■ **Referring expression pointing data**

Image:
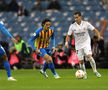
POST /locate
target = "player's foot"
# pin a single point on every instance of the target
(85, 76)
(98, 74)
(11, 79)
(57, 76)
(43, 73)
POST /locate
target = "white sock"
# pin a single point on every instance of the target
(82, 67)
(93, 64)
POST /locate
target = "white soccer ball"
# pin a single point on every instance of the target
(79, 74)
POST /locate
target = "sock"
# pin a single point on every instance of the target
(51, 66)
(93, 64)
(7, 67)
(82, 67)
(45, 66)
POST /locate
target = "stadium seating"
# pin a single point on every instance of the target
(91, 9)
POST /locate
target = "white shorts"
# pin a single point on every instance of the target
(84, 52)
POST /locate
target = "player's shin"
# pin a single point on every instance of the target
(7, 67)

* * *

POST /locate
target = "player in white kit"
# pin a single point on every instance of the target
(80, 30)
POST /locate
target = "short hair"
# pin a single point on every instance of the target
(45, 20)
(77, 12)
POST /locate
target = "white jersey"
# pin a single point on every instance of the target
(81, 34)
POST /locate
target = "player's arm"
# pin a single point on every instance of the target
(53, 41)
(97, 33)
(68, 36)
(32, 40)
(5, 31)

■ **Exercise details**
What lines in the data above contain the word "white"? Copy them all.

■ **Written solution**
target = "white sock"
target = "white soccer ball"
target = "white shorts"
target = "player in white kit"
target = "white jersey"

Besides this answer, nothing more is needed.